[Фрагмент текста]
Не столь популярен, но очевиден и вне текстологических указаний факт концентрации христианской символики и тематики в каменноостровском цикле и предположительно относящихся к нему стихотворениях: «Странник», «Отцы пустынники и жены непорочны…», «Подражание италиянскому», «Мирская власть», «Напрасно я бегу к Сионским высотам…»88. Этот ряд уникален в лирике Пушкина, и значение его выходит за пределы вопроса о КЦ. Даже если бы авторская нумерация стихотворений не была известна, можно было бы говорить о цикле, употребляя этот термин не как описание авторского замысла, а как исследовательскую характеристику материала. Поэтому предлагаем различать: 1) КЦ; 2) духовный цикл 1835–1836 гг., который мог полностью или частично войти в КЦ. Отношения текстов внутри духовного цикла могут рассматриваться и независимо от КЦ.

[Исходные данные]
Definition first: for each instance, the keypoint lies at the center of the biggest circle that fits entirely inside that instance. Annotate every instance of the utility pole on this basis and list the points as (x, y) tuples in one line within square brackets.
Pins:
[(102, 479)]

[Задания]
[a] К каким годам во фрагменте о каменноостровском цикле отнесен духовный цикл, который предлагается отличать от КЦ?
[b] Перепишите из фрагмента о каменноостровском цикле отрывок от слов «Не столь популярен, но» до слов «независимо от КЦ.» включительно.
[c] Перечислите все стихотворения, названия которых приведены во фрагменте о каменноостровском цикле.

[Ответы к упражнению]
[a] К 1835–1836 гг.

[b]
Не столь популярен, но очевиден и вне текстологических указаний факт концентрации христианской символики и тематики в каменноостровском цикле и предположительно относящихся к нему стихотворениях: «Странник», «Отцы пустынники и жены непорочны…», «Подражание италиянскому», «Мирская власть», «Напрасно я бегу к Сионским высотам…»88. Этот ряд уникален в лирике Пушкина, и значение его выходит за пределы вопроса о КЦ. Даже если бы авторская нумерация стихотворений не была известна, можно было бы говорить о цикле, употребляя этот термин не как описание авторского замысла, а как исследовательскую характеристику материала. Поэтому предлагаем различать: 1) КЦ; 2) духовный цикл 1835–1836 гг., который мог полностью или частично войти в КЦ. Отношения текстов внутри духовного цикла могут рассматриваться и независимо от КЦ.

[c]
«Странник»
«Отцы пустынники и жены непорочны…»
«Подражание италиянскому»
«Мирская власть»
«Напрасно я бегу к Сионским высотам…»